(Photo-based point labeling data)
## Start

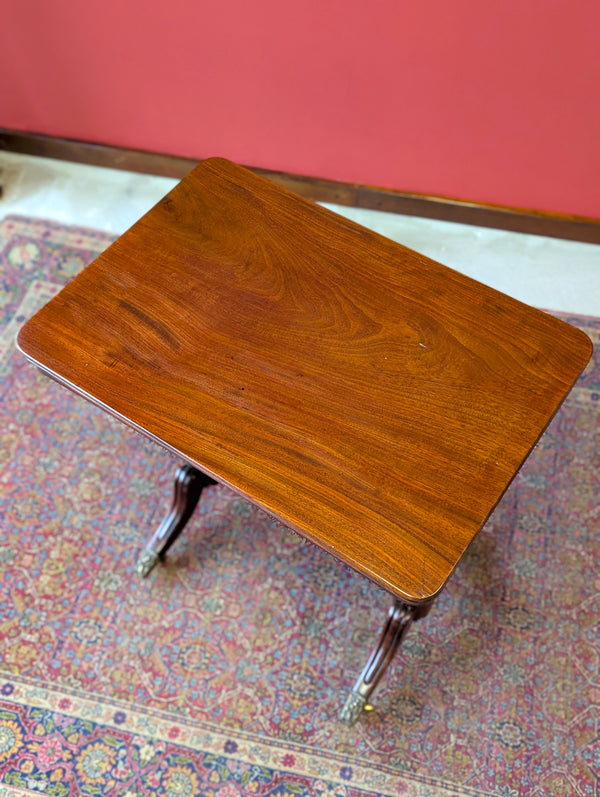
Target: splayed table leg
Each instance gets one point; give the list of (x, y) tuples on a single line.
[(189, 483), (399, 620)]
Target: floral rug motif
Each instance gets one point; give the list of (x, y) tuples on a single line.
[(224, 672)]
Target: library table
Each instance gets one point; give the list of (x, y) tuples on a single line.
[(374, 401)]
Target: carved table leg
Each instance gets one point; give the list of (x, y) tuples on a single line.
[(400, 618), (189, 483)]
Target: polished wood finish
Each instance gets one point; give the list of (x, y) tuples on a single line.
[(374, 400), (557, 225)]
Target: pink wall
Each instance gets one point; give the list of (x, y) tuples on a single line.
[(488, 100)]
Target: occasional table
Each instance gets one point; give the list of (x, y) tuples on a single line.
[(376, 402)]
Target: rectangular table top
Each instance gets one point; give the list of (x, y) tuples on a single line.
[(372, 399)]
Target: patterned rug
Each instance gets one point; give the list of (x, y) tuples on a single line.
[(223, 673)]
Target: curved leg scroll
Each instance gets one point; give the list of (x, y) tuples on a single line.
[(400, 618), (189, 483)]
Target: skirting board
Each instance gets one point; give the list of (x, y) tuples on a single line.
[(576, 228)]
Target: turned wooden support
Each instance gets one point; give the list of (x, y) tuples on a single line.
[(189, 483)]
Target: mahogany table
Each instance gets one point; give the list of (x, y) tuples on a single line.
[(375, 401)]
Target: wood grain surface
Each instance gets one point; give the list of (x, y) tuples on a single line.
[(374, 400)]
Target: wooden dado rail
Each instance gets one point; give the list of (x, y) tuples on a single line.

## End
## Start

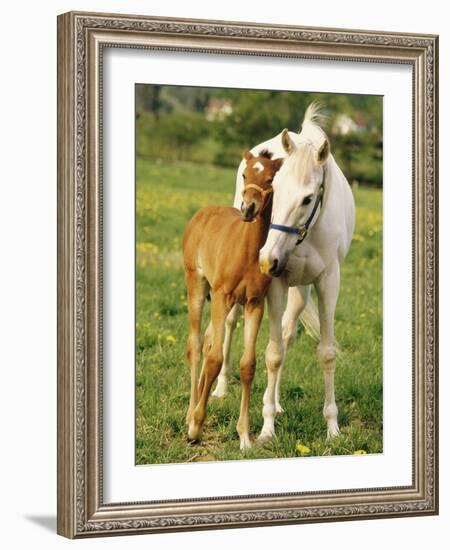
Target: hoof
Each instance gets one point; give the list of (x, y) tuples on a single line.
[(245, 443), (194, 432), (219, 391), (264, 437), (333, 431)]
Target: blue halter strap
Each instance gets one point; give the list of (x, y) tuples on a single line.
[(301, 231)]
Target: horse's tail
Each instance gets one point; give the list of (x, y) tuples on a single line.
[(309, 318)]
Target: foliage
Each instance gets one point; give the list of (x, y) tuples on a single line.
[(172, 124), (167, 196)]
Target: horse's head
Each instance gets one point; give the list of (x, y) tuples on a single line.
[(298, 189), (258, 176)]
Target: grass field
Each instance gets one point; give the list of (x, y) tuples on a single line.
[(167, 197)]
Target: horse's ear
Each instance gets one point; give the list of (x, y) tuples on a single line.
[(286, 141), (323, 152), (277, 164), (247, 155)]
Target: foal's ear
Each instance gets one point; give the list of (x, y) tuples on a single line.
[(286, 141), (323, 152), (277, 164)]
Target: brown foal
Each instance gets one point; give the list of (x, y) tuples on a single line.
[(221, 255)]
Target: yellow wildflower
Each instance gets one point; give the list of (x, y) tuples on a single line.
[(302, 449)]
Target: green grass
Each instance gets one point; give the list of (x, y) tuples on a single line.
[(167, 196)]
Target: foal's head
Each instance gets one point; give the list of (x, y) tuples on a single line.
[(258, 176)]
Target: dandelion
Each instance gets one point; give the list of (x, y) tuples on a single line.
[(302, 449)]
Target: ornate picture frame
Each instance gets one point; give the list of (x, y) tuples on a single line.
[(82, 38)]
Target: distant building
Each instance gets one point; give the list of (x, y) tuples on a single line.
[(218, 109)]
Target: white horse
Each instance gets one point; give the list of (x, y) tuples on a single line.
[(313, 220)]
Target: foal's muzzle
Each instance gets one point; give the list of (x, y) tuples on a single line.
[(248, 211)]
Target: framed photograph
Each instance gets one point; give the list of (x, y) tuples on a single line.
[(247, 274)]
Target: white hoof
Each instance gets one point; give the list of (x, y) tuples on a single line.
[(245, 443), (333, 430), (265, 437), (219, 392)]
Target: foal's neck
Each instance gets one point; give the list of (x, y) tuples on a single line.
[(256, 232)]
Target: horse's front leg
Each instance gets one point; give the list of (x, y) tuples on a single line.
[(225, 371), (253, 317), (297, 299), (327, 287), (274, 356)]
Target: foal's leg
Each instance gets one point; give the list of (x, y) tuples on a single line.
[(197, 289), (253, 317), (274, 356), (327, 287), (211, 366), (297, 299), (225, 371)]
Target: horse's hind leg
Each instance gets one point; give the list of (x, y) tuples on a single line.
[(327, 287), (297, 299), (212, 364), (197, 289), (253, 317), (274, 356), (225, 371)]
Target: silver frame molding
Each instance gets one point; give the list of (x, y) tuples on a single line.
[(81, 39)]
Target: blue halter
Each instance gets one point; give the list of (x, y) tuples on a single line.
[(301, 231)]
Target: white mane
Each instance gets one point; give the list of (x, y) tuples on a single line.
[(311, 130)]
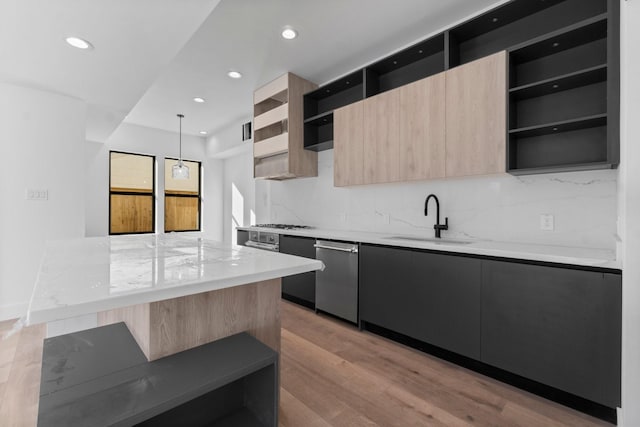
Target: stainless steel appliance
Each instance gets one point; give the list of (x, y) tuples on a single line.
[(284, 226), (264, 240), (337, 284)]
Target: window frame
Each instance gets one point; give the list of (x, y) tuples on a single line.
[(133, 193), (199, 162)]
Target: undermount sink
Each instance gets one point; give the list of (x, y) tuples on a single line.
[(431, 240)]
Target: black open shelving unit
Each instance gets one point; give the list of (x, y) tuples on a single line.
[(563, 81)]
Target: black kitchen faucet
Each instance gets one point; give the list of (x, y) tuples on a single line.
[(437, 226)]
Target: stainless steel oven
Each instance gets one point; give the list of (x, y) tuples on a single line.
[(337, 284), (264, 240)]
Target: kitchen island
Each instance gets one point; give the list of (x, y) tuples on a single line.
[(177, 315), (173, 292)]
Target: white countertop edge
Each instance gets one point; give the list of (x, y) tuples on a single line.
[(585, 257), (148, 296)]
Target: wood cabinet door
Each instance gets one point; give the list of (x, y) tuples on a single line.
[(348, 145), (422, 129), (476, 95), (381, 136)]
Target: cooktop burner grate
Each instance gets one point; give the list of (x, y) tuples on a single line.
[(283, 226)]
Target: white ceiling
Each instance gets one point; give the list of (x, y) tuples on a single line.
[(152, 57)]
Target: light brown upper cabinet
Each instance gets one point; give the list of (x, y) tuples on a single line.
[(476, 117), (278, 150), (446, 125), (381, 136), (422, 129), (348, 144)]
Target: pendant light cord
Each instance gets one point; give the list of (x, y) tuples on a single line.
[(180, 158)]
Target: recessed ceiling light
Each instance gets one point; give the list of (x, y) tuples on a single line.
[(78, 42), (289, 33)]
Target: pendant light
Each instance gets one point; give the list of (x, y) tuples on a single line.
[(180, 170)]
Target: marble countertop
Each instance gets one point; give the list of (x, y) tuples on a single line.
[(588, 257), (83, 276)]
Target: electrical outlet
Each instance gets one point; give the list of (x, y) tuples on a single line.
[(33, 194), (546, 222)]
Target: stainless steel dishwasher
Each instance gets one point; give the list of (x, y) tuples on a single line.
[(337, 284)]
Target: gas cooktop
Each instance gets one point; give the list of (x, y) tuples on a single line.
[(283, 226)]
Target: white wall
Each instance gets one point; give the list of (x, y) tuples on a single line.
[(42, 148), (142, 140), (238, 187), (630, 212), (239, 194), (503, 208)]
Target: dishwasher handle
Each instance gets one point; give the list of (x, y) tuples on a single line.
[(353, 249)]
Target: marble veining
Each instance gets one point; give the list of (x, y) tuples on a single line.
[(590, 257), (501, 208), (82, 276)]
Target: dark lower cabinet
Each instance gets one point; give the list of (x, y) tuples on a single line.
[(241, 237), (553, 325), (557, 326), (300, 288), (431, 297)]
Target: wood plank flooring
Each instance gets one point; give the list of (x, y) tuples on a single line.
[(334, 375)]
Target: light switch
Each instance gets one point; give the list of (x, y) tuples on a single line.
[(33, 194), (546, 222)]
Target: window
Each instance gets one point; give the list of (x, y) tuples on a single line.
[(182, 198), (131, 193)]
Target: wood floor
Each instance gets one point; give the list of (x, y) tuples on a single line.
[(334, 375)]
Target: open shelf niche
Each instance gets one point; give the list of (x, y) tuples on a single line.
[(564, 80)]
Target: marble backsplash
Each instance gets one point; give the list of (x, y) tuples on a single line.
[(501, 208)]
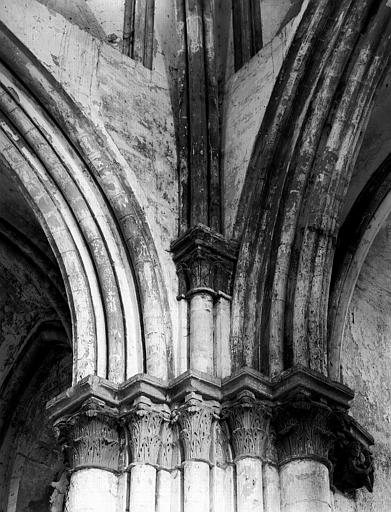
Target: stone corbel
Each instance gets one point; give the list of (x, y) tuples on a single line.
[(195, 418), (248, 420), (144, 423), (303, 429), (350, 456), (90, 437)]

## End

◆ Exercise brief: Convert the material from the line with "Target: rectangular table top" to the line with "[(374, 400)]", both included, into a Markdown table with the columns Row and Line. Give each line a row number and leave out blank lines.

◆ Result for this exercise:
| Row | Line |
|---|---|
| 1 | Target: rectangular table top |
| 2 | Each instance gets one point; give the list of (x, y) tuples on a single line. |
| 3 | [(372, 399)] |
| 4 | Target: patterned rug |
| 5 | Each instance gets one point; give the list of (x, y) tuples on a single line. |
| 6 | [(223, 673)] |
| 7 | Target: curved leg scroll |
| 8 | Each instance gets one point; give the list of (x, y) tuples on a single line. |
| 9 | [(400, 618), (189, 483)] |
| 10 | Target: skirting board |
| 11 | Each instance gets one point; give the list of (x, y) tuples on a single line. |
| 12 | [(576, 228)] |
| 13 | Target: turned wooden support |
| 14 | Each instance gets one point; give the list of (x, y) tuples on a single line. |
| 15 | [(189, 483)] |
| 16 | Target: mahogany table |
| 17 | Each instance gets one point; give the list of (x, y) tuples on a single line. |
| 18 | [(375, 401)] |
| 19 | Target: wood grain surface |
| 20 | Each instance gets one point; give the list of (x, y) tuples on a single line. |
| 21 | [(374, 400)] |